--- Your goal ---
Write out all of the entries exactly, please.

Extracted material start

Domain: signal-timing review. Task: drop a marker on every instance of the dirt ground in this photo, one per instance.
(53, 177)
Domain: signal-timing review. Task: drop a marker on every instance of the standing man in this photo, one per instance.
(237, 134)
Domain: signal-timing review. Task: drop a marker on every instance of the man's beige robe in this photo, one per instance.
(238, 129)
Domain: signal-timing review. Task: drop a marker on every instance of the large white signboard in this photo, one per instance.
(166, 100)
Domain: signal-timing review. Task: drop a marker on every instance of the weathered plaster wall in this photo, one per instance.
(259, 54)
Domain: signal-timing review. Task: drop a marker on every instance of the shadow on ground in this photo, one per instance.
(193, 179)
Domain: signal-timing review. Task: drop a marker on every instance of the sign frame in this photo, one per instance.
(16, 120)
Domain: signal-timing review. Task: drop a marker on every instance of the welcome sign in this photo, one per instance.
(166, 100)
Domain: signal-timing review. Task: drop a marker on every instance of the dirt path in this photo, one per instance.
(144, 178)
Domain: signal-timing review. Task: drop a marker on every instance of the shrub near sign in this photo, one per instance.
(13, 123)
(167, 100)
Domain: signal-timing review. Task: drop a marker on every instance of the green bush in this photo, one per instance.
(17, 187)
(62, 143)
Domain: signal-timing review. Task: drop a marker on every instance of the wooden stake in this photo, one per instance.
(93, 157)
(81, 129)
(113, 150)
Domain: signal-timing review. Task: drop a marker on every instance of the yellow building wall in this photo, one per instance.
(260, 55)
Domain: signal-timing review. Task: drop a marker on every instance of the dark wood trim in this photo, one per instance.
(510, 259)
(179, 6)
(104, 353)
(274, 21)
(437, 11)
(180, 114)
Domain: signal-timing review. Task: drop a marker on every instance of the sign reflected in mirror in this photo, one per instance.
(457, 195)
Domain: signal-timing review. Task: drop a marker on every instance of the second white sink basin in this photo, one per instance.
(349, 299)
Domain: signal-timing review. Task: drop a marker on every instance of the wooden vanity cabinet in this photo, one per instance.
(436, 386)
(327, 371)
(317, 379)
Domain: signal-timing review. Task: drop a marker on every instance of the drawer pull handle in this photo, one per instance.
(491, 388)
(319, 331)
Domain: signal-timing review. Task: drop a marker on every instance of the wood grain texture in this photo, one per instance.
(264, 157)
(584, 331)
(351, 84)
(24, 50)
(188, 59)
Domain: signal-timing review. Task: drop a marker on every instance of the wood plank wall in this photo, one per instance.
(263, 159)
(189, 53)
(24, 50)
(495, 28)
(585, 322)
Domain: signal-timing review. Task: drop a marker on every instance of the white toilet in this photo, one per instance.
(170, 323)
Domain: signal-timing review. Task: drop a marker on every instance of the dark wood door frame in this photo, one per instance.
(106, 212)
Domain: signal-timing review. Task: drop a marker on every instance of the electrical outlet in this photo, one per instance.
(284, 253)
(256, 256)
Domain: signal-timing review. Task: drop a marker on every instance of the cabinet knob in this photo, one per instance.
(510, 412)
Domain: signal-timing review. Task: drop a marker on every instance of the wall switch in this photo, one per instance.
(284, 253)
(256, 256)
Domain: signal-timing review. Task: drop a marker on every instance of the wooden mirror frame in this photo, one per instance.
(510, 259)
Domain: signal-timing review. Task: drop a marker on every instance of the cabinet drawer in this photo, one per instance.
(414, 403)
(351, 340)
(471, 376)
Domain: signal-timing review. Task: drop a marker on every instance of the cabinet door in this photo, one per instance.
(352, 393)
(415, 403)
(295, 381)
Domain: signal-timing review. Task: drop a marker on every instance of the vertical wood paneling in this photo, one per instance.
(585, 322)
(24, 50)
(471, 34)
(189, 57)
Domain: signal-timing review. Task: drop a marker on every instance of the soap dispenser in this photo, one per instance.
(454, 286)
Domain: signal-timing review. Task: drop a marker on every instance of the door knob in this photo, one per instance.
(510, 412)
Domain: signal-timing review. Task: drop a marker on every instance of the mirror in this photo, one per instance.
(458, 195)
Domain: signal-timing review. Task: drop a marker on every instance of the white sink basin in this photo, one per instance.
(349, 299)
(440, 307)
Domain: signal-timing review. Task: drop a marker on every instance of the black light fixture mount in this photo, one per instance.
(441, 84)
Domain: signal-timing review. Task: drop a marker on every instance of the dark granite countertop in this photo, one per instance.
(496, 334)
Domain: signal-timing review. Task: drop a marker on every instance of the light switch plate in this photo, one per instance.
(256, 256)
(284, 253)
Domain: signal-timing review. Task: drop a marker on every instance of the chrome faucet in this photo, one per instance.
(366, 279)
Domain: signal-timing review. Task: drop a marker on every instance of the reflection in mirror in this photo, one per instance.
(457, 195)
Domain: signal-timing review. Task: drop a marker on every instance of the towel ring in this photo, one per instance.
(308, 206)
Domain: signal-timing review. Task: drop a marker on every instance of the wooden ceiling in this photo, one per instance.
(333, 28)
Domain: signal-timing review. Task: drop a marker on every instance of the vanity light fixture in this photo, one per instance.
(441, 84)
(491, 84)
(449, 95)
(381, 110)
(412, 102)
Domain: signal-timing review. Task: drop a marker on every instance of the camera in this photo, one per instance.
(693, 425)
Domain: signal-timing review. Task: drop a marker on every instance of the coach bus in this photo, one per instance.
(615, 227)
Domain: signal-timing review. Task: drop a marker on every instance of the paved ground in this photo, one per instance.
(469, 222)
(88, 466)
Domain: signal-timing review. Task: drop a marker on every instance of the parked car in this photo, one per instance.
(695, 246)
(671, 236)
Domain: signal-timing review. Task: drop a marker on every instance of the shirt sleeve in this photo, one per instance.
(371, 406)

Extracted material end

--- Result ---
Domain: signal-timing review. Task: drop a marker on every instance of the dirt ground in this photo, one per instance.
(53, 177)
Domain: signal-timing review. Task: drop a marker on every instance of the standing man in this photo, one per instance.
(237, 134)
Domain: signal-timing review. Task: drop a marker on every instance of the man's beige robe in this photo, one per instance.
(238, 129)
Domain: signal-timing review. Task: drop a marker on every instance of the large white signboard in this photo, one per instance.
(166, 100)
Domain: signal-timing review. Task: drop a marker on every instance of the weathered plaster wall in this photo, one per instance.
(259, 54)
Domain: signal-timing review. Task: drop a marker on every instance of the shadow on ground in this photo, one per instance.
(193, 179)
Domain: signal-timing review. Task: drop a marker on every instance of the sign frame in this photo, one per instance.
(16, 120)
Domain: signal-timing review. Task: drop a marker on every instance of the welcome sign in this photo, one per instance.
(166, 100)
Domain: signal-timing review. Task: drop a marker on every instance of the dirt path in this photo, one per instance.
(144, 178)
Domain: signal-timing review. Task: drop a marker on every instance of the shrub near sign in this photo, one per instance.
(13, 123)
(167, 100)
Domain: signal-timing review. Task: drop a marker on every instance of the green bush in this photo, one per instance.
(17, 187)
(62, 143)
Domain: signal-timing review. Task: drop a marker on every instance of the wooden stake in this photo, one per instance.
(93, 157)
(81, 129)
(113, 150)
Domain: signal-timing review. Task: drop a marker on every instance of the yellow building wall in this photo, one per instance.
(260, 55)
Domain: signal-timing review. Task: drop a marker on every instance of the dark wood trim in this photo, one per instance.
(510, 259)
(179, 6)
(104, 353)
(274, 21)
(437, 11)
(180, 114)
Domain: signal-timing review. Task: drop a marker on every instance of the sign reflected in mirror in this photo, one per instance.
(457, 195)
Domain: signal-timing review. Task: drop a marker on every instance of the second white sink basin in this photo, one per instance.
(349, 299)
Domain: signal-timing review. Task: drop a marker on every instance of the wooden vanity cabinet in this photo, one per instance.
(436, 386)
(327, 371)
(317, 379)
Domain: signal-timing review. Task: drop a marker on every instance of the drawer pull handle in this photo, one per instance.
(491, 388)
(319, 331)
Domain: signal-timing review. Task: drop a marker on every instance of the wood grain texture in this photo, one per instance.
(264, 157)
(584, 331)
(351, 84)
(24, 50)
(188, 59)
Domain: signal-timing review. Task: drop a marker on every instance of the wood plank wall in this photo, one per instance.
(263, 159)
(189, 53)
(24, 50)
(495, 28)
(585, 322)
Domain: signal-timing review. Task: drop a marker on every instance of the white toilet in this photo, one per instance.
(170, 323)
Domain: signal-timing review. Task: drop a marker on every instance of the dark wood door frame in this photo, one per instance.
(106, 212)
Domain: signal-timing review. Task: drop a marker on every instance of the electrical outlet in this photo, one per instance.
(284, 253)
(256, 256)
Domain: signal-timing review. Task: drop a marker on every instance of the cabinet knob in this photo, one per instance.
(510, 412)
Domain: signal-timing review. Task: drop a marker on every instance of the wall switch in this photo, one per instance.
(284, 253)
(256, 256)
Domain: signal-timing review. Task: drop a marker on every instance of the wooden mirror frame in this photo, one per instance.
(510, 259)
Domain: signal-timing review. Task: drop a marker on every instance of the cabinet drawer in this photo, one per instance.
(414, 403)
(351, 340)
(471, 376)
Domain: signal-timing review. Task: drop a marker on every instance of the cabinet door in this photo, one per instance.
(352, 393)
(415, 403)
(295, 381)
Domain: signal-timing review. Task: drop a marker on every instance of the vertical wood paneling in this photo, one per instance.
(585, 322)
(24, 50)
(471, 34)
(189, 57)
Domain: signal-timing review. Task: drop a marker on every instance of the soap dispenser in this photo, one per instance.
(454, 286)
Domain: signal-timing review. Task: drop a marker on every instance of the door knob in this photo, one per instance.
(510, 412)
Domain: signal-timing review. Task: drop a marker on every instance of the mirror in this photo, one per instance.
(458, 195)
Domain: signal-timing review. Task: drop a marker on every instance of the white sink basin in this photo, one per instance.
(349, 299)
(440, 307)
Domain: signal-timing review. Task: drop a marker on every instance of the black light fixture mount in this photo, one per instance.
(441, 84)
Domain: signal-timing review. Task: drop a marker on every instance of the dark granite countertop in this photo, one per instance.
(496, 334)
Domain: signal-timing review. Task: drop a marker on every instance of the light switch plate in this photo, one per instance.
(256, 256)
(284, 253)
Domain: signal-timing review. Task: drop a marker on every instance of the chrome faucet in this photo, one per instance.
(366, 279)
Domain: signal-timing review. Task: drop a marker on every instance of the reflection in mirror in this photo, one per instance.
(457, 195)
Domain: signal-timing review. Task: drop a marker on every instance of the towel ring in this photo, one per instance.
(308, 206)
Domain: signal-timing review. Task: drop a marker on every instance of the wooden ceiling in this photo, one per instance.
(333, 28)
Domain: signal-timing review. Task: drop a marker on every instance of the vanity light fixture in this photo, one per instance.
(441, 84)
(491, 84)
(449, 95)
(381, 110)
(412, 102)
Domain: signal-timing review. Task: drop a marker on every instance of the camera in this photo, one per instance.
(693, 425)
Domain: signal-timing review. Task: drop a marker on every instance of the coach bus in this photo, one per instance.
(615, 227)
Domain: signal-timing review. Task: drop a marker on every instance of the paved ground in this photo, one per instance.
(469, 222)
(88, 466)
Domain: signal-timing review. Task: drop a marker on every instance of the parked car in this photo, one per instance.
(695, 246)
(671, 236)
Domain: signal-timing review. Task: drop a marker on every instance of the shirt sleeve in this photo, one per instance.
(371, 406)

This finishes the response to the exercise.